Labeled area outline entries
──────────
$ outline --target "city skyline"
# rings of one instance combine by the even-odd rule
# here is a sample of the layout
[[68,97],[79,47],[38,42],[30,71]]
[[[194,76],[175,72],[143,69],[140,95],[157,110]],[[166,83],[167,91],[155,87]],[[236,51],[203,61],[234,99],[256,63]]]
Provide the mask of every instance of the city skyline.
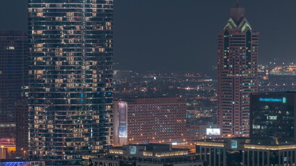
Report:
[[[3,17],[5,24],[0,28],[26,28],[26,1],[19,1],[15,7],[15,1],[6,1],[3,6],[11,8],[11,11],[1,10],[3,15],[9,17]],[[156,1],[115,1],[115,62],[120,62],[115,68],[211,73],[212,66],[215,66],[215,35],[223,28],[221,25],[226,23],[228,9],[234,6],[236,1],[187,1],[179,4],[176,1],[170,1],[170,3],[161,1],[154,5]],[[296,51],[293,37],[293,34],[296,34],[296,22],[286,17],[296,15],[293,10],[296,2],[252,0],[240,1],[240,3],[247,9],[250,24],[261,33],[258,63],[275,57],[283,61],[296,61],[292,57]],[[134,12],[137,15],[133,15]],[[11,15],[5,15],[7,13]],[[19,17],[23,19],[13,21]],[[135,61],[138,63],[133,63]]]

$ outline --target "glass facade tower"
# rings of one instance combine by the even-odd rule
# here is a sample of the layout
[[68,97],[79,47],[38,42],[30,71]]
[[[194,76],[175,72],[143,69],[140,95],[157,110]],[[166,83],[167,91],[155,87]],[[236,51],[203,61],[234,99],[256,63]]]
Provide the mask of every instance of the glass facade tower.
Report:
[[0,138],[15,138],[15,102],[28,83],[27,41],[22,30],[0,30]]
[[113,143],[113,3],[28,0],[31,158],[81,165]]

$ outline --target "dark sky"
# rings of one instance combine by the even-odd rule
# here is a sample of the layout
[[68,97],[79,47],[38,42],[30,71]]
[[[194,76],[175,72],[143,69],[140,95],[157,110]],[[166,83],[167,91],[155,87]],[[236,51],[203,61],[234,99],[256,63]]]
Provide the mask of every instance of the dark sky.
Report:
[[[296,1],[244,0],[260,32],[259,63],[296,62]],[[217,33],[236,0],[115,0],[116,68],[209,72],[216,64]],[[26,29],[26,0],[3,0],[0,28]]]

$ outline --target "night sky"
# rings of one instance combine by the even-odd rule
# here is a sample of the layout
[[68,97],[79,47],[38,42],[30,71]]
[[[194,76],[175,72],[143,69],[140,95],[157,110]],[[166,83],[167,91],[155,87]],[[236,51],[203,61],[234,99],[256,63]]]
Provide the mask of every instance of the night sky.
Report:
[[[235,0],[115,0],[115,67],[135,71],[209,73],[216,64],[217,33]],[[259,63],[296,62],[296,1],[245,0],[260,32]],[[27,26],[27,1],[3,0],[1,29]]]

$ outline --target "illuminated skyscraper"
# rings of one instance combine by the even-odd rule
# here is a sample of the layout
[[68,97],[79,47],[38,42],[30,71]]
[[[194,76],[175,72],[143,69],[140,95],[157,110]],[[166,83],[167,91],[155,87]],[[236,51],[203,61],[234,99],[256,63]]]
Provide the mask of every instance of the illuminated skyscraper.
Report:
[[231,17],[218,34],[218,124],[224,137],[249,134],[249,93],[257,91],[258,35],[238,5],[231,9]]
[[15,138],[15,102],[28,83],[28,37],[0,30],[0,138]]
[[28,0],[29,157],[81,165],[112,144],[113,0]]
──────────
Directions for this task
Make an exact copy of the data above, pictures excluded.

Solved exercise
$ outline --target "city skyline"
# rings of one instance combine by the even-odd rule
# here is a sample of the layout
[[68,97],[79,47],[38,42],[30,71]]
[[[194,76],[175,72],[143,69],[140,95],[157,110]],[[166,83],[167,91],[155,87]],[[236,51],[203,61],[234,99],[256,63]]]
Provide the mask of every instance of the city skyline.
Report:
[[[3,17],[5,24],[0,28],[26,28],[26,1],[19,1],[15,7],[15,1],[6,1],[3,6],[11,8],[11,11],[1,10],[3,15],[9,17]],[[156,1],[115,1],[115,62],[120,62],[115,68],[211,73],[212,66],[215,66],[215,35],[223,28],[221,25],[226,23],[228,9],[234,6],[236,1],[187,1],[179,4],[176,1],[170,1],[170,3],[161,1],[154,5]],[[296,51],[293,37],[293,34],[296,34],[296,22],[286,17],[296,15],[293,10],[296,2],[252,0],[240,1],[240,3],[247,9],[250,24],[261,33],[258,63],[275,57],[283,61],[296,61],[292,57]],[[134,12],[137,15],[133,15]],[[11,15],[5,15],[7,13]],[[19,17],[23,19],[13,21]],[[135,61],[138,63],[133,63]]]

$ outline --target "glass facade tower"
# rings of one instance combine by the even-odd rule
# here is a sample of the layout
[[68,97],[79,47],[38,42],[30,71]]
[[[194,76],[175,72],[143,69],[140,95],[157,110]],[[166,83],[167,91],[155,87]],[[236,51],[203,61],[234,99],[256,63]]]
Provide the mask of every instance of the glass facade tower.
Report:
[[0,138],[15,138],[15,102],[28,83],[27,41],[22,30],[0,30]]
[[113,143],[113,3],[28,0],[31,158],[81,165]]

$ outline --target "dark sky"
# rings of one instance combine by the even-odd rule
# here is a sample of the layout
[[68,97],[79,47],[38,42],[30,71]]
[[[194,76],[175,72],[143,69],[140,95],[157,110]],[[166,83],[167,91],[155,87]],[[236,51],[203,61],[234,99],[256,63]]]
Provide the mask of every instance of the dark sky.
Report:
[[[296,1],[244,0],[260,32],[259,63],[296,62]],[[217,33],[236,0],[115,0],[116,68],[209,72],[216,64]],[[26,29],[26,0],[3,0],[0,28]]]

$ outline --target "night sky"
# rings of one instance combine by the even-odd rule
# here is a sample of the layout
[[68,97],[79,47],[38,42],[30,71]]
[[[194,76],[175,72],[143,69],[140,95],[157,110]],[[166,83],[167,91],[155,87]],[[236,51],[203,61],[234,99],[256,63]]]
Provide the mask of every instance of the night sky.
Report:
[[[235,0],[115,0],[115,67],[135,71],[209,73],[216,64],[217,33]],[[259,63],[296,62],[296,1],[245,0],[260,32]],[[27,26],[27,1],[3,0],[1,29]]]

$ outline --target "illuminated skyscraper"
# rings of one instance combine by the even-odd rule
# here is a sample of the layout
[[68,97],[79,47],[38,42],[30,71]]
[[[194,76],[175,72],[143,69],[140,95],[157,110]],[[166,83],[167,91],[155,87]],[[236,51],[203,61],[234,99],[256,63]]]
Provide the mask of every instance of the illuminated skyscraper.
Report:
[[231,17],[218,34],[218,124],[224,137],[249,134],[249,93],[257,91],[258,35],[238,5],[231,9]]
[[15,138],[15,102],[28,83],[28,37],[0,30],[0,138]]
[[28,0],[29,157],[81,165],[112,144],[113,0]]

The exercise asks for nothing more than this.